PAGE EXCERPT:
────────────────────

A comparative analysis of corpora allata-corpora cardiaca microRNA repertoires revealed significant changes during mosquito metamorphosis.

The corpora allata (CA) are a pair of endocrine glands with neural connections to the brain and close association with another neuroendocrine organ, the corpora cardiaca (CC). The CA from adult female Aedes aegypti mosquitoes synthesize fluctuating levels of juvenile hormone (JH), which have been linked to the ovarian development and are influenced by nutritional signals. In this study, we investigated the potential involvement of microRNAs (miRNAs), a type of small non-coding RNAs, in the regulation of gene expression in CA-CC complexes during mosquito reproductive development, at stages with distinct JH biosynthesis patterns. We analyzed the miRNA repertoires expressed in the CA-CC of pupae, sugar-fed and blood-fed female Ae. aegypti. In total, 156 mature miRNAs were detected in the CA-CC, with 84 displaying significant differences in expression among the three CA-CC developmental stages. There were more miRNAs that were expressed in pupae, and decreased or were absent after adult emergence, when compared with changes between CA-CC of sugar and blood-fed females. Analysis of the genes identified as potential targets for the CA-CC miRNA repertoires classified them into the broad categories of metabolism, information storage and processing, and cellular processes and signaling; with genes involved in cellular processes and signaling representing the largest portion. Among them, the signal-transduction mechanisms and intracellular trafficking, secretion and vesicular transport contained almost 55% of the genes' targets. A substantial number of miRNAs were differentially abundant in the libraries of the three developmental stages, and those changes were much more notable when pupae and adult stages were compared. We detected putative binding sites for some of the most abundant miRNAs on genes encoding JH biosynthetic enzymes and CC neuropeptides. These studies should help us to gain a better understanding of the regulation of CA-CC activity mediated by miRNAs during major developmental stages in mosquitoes.

────────────────────

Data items
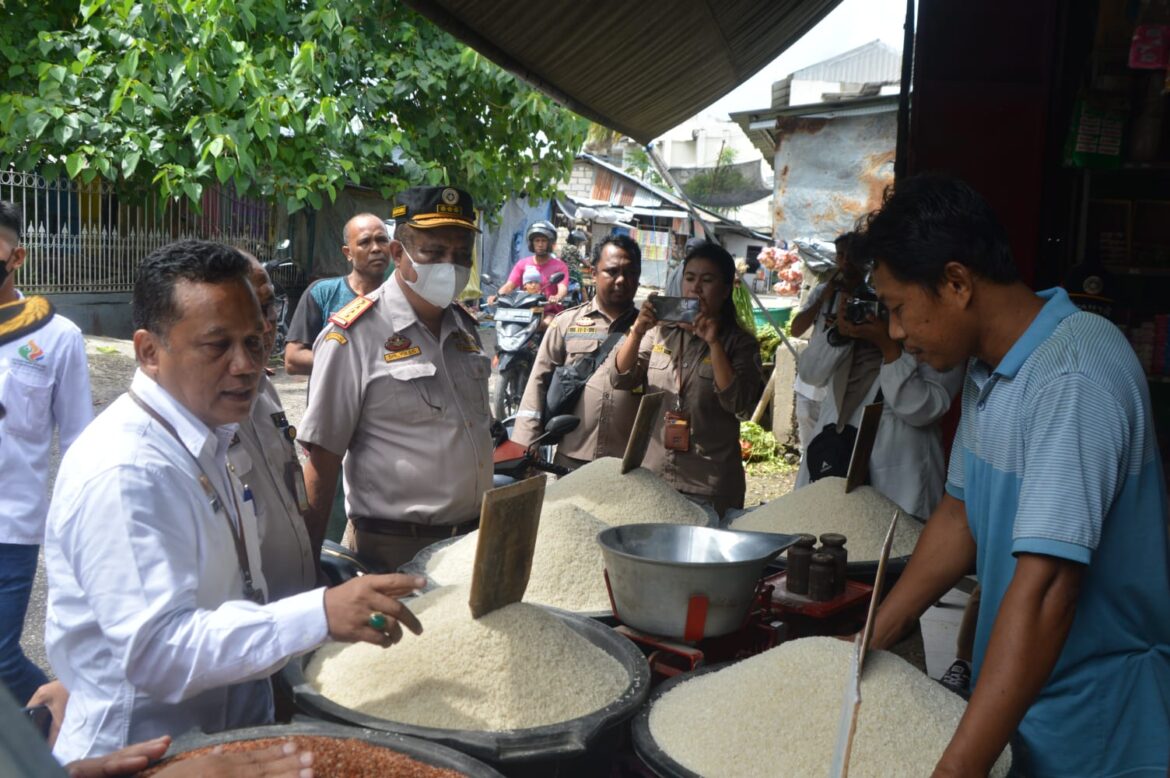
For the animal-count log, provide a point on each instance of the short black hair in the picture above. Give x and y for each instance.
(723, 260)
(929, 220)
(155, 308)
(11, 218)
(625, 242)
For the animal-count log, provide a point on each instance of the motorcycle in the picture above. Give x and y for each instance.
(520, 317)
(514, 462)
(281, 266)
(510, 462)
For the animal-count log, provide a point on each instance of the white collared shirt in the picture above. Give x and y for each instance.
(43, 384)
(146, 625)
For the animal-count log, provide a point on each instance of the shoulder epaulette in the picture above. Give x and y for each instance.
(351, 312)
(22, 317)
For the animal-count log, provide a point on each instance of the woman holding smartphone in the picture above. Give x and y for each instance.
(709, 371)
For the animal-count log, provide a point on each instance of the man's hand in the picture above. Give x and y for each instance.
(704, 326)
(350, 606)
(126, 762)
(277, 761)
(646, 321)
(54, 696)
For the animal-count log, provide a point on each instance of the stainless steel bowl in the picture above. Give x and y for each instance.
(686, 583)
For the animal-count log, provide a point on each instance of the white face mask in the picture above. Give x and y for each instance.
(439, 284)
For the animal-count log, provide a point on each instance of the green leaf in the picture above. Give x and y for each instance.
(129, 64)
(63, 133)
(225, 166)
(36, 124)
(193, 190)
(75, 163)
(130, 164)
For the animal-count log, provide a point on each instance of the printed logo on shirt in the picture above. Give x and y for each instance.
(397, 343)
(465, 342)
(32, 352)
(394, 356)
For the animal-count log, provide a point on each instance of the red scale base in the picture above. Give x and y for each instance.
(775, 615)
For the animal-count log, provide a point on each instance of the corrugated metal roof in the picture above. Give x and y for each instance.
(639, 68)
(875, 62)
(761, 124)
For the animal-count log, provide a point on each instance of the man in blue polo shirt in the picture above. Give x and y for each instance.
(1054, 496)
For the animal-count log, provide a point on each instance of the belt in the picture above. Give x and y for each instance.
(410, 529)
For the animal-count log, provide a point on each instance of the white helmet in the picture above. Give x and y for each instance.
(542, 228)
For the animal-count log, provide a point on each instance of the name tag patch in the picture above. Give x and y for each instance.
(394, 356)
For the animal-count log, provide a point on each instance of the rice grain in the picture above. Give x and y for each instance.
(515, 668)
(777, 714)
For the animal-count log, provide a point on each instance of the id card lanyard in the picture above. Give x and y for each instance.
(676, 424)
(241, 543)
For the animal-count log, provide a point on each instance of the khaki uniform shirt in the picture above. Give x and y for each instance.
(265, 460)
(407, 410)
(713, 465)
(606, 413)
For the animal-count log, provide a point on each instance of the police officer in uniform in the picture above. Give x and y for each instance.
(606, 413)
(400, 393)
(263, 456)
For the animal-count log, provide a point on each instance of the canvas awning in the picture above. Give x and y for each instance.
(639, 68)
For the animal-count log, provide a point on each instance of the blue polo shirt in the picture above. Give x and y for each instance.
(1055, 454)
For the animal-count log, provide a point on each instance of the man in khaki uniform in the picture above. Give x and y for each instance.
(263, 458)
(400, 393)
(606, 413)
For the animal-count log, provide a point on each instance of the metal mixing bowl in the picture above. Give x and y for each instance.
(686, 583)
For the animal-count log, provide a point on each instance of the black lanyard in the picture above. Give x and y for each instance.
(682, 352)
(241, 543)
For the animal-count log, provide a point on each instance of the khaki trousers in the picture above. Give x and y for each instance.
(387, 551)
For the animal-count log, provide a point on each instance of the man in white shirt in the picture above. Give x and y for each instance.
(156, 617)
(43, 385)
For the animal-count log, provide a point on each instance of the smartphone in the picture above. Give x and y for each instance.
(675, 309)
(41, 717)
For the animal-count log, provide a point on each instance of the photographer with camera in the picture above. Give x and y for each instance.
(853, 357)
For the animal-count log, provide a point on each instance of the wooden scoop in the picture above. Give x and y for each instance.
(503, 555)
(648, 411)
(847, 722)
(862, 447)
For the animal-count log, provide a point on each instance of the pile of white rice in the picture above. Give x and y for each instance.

────────────────────

WORK ORDER A:
Using the abstract on mosquito corpora allata miRNAs, answer these:
(i) What hormone do the CA of adult female Ae. aegypti synthesize?
(ii) How many mature miRNAs were detected in the CA-CC?
(iii) Which two categories of genes contained almost 55% of the genes' targets?
WORK ORDER B:
Rewrite the paragraph of the abstract on mosquito corpora allata miRNAs that begins "The corpora allata (CA) are a pair" as a bulleted list that keeps its main facts.

ANSWER BOX A:
(i) Juvenile hormone (JH).
(ii) 156.
(iii) Signal-transduction mechanisms, and intracellular trafficking, secretion and vesicular transport.

ANSWER BOX B:
- The corpora allata (CA) are paired endocrine glands with neural connections to the brain and close association with the corpora cardiaca (CC).
- In adult female Aedes aegypti, the CA synthesize fluctuating levels of juvenile hormone (JH), which are linked to ovarian development and influenced by nutritional signals.
- The study examined whether microRNAs (miRNAs), small non-coding RNAs, help regulate gene expression in CA-CC complexes at reproductive stages with distinct JH biosynthesis patterns.
- miRNA repertoires were analyzed in the CA-CC of pupae, sugar-fed females and blood-fed females.
- 156 mature miRNAs were detected, and 84 differed significantly in expression among the three stages.
- More miRNAs were expressed in pupae and then decreased or disappeared after adult emergence than changed between sugar-fed and blood-fed females.
- Predicted target genes fell into metabolism, information storage and processing, and cellular processes and signaling. Cellular processes and signaling was the largest group.
- Signal-transduction mechanisms and intracellular trafficking, secretion and vesicular transport held almost 55% of the targets.
- Differences in miRNA abundance were much more notable between pupae and adults.
- Putative binding sites for some of the most abundant miRNAs were found on genes encoding JH biosynthetic enzymes and CC neuropeptides.
- The work should help clarify miRNA-mediated regulation of CA-CC activity during major mosquito developmental stages.